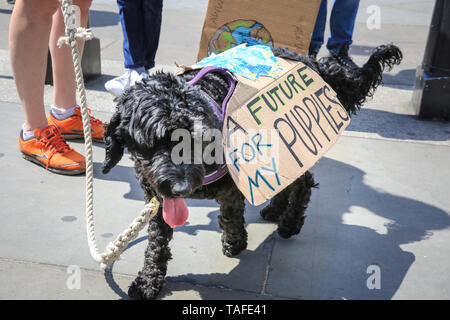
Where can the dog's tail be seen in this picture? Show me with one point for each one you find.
(354, 86)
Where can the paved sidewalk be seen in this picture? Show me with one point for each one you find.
(382, 205)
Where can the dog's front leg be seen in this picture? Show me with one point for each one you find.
(150, 280)
(231, 221)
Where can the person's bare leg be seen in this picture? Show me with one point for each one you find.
(28, 44)
(65, 89)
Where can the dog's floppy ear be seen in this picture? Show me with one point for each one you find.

____________________

The problem: Copy out all the data without changing anything, and drop the pictures.

Result:
Where can the dog's tail be seen in this picture? Show me with one point for each one you find.
(354, 86)
Where can the paved sidewalk be seen in this picture? Show me with one point for each one you find.
(382, 205)
Where can the dog's front leg be seen in this picture? Show me with one point for each one you find.
(150, 280)
(231, 221)
Where can the person's bare leg be seen in this picture? Show me with one point for each one you find.
(28, 44)
(65, 89)
Where can the dog's floppy ear be seen in this picture? Show me with one point for each one you find.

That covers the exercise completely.